* [Exercise requirements]: What you return should be every line of the material, unchanged.

* [Available data]:
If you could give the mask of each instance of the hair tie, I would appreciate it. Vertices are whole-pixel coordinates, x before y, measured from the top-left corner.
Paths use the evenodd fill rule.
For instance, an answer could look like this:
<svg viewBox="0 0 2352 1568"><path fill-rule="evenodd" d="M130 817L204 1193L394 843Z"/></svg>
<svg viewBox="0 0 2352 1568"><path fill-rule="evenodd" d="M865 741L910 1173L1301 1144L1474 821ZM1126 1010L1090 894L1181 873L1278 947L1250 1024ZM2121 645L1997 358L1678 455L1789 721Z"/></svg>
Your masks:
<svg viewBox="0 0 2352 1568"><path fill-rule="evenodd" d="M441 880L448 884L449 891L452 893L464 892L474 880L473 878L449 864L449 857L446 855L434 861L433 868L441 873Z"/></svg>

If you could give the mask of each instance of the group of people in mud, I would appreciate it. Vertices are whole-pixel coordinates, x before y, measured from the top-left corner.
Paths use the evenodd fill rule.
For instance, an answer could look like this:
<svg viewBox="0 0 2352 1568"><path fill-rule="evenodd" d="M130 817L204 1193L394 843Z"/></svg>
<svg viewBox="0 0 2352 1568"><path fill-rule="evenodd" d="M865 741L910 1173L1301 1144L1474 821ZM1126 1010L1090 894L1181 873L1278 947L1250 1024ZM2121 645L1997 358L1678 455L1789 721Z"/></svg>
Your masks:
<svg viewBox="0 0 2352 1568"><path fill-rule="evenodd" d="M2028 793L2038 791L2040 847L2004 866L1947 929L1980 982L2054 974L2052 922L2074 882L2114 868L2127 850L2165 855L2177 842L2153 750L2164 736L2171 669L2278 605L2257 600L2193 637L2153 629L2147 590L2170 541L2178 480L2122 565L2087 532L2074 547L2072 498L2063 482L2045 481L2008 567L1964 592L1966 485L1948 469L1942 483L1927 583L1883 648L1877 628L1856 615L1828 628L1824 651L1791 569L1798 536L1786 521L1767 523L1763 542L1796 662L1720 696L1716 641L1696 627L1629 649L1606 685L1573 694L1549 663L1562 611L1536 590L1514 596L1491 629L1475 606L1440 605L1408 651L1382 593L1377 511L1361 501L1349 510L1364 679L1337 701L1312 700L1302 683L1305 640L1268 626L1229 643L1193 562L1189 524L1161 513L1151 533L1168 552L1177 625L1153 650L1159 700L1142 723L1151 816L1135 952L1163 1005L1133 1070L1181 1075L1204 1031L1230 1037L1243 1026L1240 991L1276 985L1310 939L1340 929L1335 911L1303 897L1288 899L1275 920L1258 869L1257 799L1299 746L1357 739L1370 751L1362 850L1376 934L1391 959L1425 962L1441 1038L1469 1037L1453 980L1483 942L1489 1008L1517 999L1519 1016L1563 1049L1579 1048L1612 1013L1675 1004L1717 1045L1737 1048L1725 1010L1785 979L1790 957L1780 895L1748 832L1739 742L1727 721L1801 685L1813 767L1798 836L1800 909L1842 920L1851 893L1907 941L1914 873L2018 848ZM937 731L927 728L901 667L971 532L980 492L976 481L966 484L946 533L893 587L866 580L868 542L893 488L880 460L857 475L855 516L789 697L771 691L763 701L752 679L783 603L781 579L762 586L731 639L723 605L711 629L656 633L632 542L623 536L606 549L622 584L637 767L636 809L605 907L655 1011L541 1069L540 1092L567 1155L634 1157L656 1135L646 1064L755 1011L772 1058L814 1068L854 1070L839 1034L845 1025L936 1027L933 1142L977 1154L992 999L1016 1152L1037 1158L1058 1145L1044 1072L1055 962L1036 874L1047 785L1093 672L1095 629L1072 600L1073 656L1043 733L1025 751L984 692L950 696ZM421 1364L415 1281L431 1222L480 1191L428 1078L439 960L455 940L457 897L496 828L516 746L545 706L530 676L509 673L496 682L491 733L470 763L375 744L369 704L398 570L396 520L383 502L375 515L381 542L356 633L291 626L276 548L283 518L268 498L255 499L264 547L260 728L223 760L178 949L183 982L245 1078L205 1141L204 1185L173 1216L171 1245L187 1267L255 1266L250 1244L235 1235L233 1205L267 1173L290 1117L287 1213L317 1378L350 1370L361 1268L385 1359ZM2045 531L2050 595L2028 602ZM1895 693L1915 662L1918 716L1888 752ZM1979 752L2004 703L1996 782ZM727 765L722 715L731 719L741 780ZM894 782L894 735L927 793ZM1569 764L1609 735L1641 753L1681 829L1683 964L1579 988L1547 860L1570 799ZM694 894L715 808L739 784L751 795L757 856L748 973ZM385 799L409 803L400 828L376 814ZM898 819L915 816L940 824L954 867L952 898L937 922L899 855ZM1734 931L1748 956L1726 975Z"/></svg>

* [Response below]:
If you could give the mask of each instance of the hair tie, I would appreciate it. Vertices are whole-pixel coordinates, x before y, measured from the top-left corner.
Paths use the evenodd fill rule.
For instance, an answer could look like this:
<svg viewBox="0 0 2352 1568"><path fill-rule="evenodd" d="M130 817L204 1193L394 843Z"/></svg>
<svg viewBox="0 0 2352 1568"><path fill-rule="evenodd" d="M865 741L910 1173L1301 1144L1474 821ZM1126 1010L1090 894L1181 873L1278 947L1250 1024ZM2121 645L1997 358L1678 455L1789 721Z"/></svg>
Your masks:
<svg viewBox="0 0 2352 1568"><path fill-rule="evenodd" d="M441 880L448 884L449 891L452 893L464 892L474 880L473 878L449 864L449 857L446 855L434 861L433 868L441 873Z"/></svg>

If you could give the mask of each instance of the group of people in mud, I would appreciate it. Vertices are whole-pixel coordinates, x before y, measured from the top-left corner.
Paths use the evenodd fill rule.
For instance, an answer could look like this:
<svg viewBox="0 0 2352 1568"><path fill-rule="evenodd" d="M130 817L204 1193L394 843Z"/></svg>
<svg viewBox="0 0 2352 1568"><path fill-rule="evenodd" d="M865 741L910 1173L1301 1144L1474 821ZM1126 1010L1090 894L1181 873L1278 947L1250 1024ZM2121 645L1997 358L1678 455L1789 721Z"/></svg>
Your masks:
<svg viewBox="0 0 2352 1568"><path fill-rule="evenodd" d="M2028 793L2038 791L2040 847L2004 866L1947 929L1980 982L2054 974L2052 922L2074 882L2114 868L2127 850L2165 855L2177 842L2153 750L2164 736L2171 669L2278 605L2257 600L2193 637L2153 629L2147 590L2170 541L2178 480L2122 565L2087 532L2074 547L2072 498L2063 482L2045 481L2008 567L1964 592L1966 485L1948 469L1942 483L1927 583L1883 648L1877 628L1856 615L1828 628L1824 651L1791 569L1798 536L1786 521L1767 523L1763 542L1796 662L1720 696L1716 641L1696 627L1629 649L1606 685L1573 694L1549 663L1562 611L1536 590L1514 596L1491 629L1475 606L1440 605L1408 651L1382 593L1377 511L1361 501L1349 510L1364 679L1337 701L1312 700L1302 683L1305 640L1268 626L1229 643L1193 562L1189 524L1161 513L1151 533L1168 552L1177 625L1153 650L1159 700L1142 723L1151 816L1135 952L1163 1005L1133 1070L1181 1075L1204 1031L1230 1037L1243 1026L1240 991L1276 985L1310 939L1340 929L1335 911L1303 897L1288 899L1275 920L1258 869L1257 799L1299 746L1357 739L1370 751L1362 850L1376 934L1391 959L1425 962L1441 1038L1469 1037L1453 980L1483 942L1489 1008L1517 999L1519 1016L1563 1049L1579 1048L1612 1013L1675 1004L1717 1045L1737 1048L1725 1010L1785 979L1790 957L1780 895L1748 832L1739 742L1727 721L1801 685L1813 767L1798 836L1800 909L1842 920L1851 893L1907 941L1914 873L2018 848ZM937 731L927 728L901 667L971 532L980 492L976 481L966 484L946 533L893 587L866 580L868 542L893 488L880 460L857 475L855 516L789 697L771 691L763 701L752 679L783 603L781 579L762 586L731 639L723 605L711 629L656 633L632 542L623 536L606 549L622 584L637 767L636 809L605 907L655 1011L541 1069L540 1092L567 1155L634 1157L656 1135L646 1064L755 1011L772 1058L814 1068L854 1070L839 1034L845 1025L936 1027L933 1142L977 1154L992 999L1016 1152L1037 1158L1058 1145L1044 1072L1055 962L1036 874L1047 785L1093 672L1095 629L1072 600L1073 656L1043 733L1025 751L984 692L950 696ZM421 1364L415 1281L431 1222L480 1191L428 1078L439 960L455 940L457 897L496 828L516 746L545 706L530 676L509 673L496 682L491 733L470 763L375 744L369 704L398 570L396 520L383 502L375 515L381 542L356 633L291 626L276 548L283 518L268 498L255 499L264 547L260 728L223 760L178 949L183 982L245 1078L205 1141L204 1185L173 1216L171 1245L187 1267L255 1266L250 1244L235 1235L233 1205L267 1173L290 1117L287 1213L317 1378L350 1370L361 1268L385 1359ZM2045 531L2050 595L2028 602ZM1895 693L1915 662L1918 716L1888 752ZM1979 752L2004 703L1996 782ZM727 765L722 715L731 719L741 780ZM894 782L894 735L927 793ZM1569 764L1609 735L1641 753L1681 829L1683 964L1579 988L1547 860L1570 799ZM694 894L715 808L739 784L751 795L757 856L748 973ZM385 799L409 803L400 828L376 814ZM898 819L915 816L940 824L954 867L952 898L937 922L899 855ZM1734 931L1748 956L1726 975Z"/></svg>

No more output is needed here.